YOUR GOAL: Copy the material from the line containing "object_class: woman's hand" (that line included) through the end, changing "woman's hand" to "person's hand" and leaving everything else the same.

GIVEN RECORDS:

/---

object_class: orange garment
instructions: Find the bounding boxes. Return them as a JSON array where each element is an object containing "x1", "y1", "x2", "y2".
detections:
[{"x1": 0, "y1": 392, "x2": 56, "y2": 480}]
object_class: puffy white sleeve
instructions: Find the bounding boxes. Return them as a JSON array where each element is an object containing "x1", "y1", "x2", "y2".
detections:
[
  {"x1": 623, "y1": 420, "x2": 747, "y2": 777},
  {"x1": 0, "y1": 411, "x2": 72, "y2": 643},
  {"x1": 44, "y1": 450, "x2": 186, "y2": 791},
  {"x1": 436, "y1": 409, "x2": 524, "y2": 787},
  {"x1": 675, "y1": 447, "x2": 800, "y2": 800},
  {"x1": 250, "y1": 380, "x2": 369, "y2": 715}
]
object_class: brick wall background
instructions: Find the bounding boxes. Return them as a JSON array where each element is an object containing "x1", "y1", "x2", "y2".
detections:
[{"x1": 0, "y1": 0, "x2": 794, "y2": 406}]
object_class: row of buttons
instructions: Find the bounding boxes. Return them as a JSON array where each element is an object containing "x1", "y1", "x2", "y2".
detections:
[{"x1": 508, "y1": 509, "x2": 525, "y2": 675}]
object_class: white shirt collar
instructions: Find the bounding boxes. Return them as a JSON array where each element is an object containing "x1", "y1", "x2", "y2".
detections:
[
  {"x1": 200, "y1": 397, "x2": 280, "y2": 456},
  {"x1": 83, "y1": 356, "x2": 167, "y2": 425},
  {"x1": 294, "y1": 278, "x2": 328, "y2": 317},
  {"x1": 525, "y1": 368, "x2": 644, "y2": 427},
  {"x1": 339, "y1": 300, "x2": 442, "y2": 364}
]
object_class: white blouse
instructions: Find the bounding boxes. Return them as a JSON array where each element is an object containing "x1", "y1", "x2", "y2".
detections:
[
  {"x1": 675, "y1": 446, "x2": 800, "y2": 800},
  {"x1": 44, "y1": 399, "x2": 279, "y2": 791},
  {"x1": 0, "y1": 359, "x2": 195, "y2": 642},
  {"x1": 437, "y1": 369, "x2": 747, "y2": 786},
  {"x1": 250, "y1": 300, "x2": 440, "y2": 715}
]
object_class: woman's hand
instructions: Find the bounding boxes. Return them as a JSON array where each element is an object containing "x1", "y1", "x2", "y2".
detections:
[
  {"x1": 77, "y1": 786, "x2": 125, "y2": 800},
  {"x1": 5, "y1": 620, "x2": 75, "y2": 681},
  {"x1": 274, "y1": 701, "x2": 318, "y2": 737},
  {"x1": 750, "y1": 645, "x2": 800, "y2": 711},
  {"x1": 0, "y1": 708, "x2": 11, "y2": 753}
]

\---

REPLY TO THE TASK:
object_class: person's hand
instructions: Find the bounding boxes. Return them as a JSON array where each element is an object containing "x1", "y1", "x2", "y2".
detections:
[
  {"x1": 77, "y1": 786, "x2": 125, "y2": 800},
  {"x1": 5, "y1": 620, "x2": 75, "y2": 681},
  {"x1": 274, "y1": 701, "x2": 318, "y2": 737},
  {"x1": 750, "y1": 645, "x2": 800, "y2": 711},
  {"x1": 0, "y1": 708, "x2": 11, "y2": 753}
]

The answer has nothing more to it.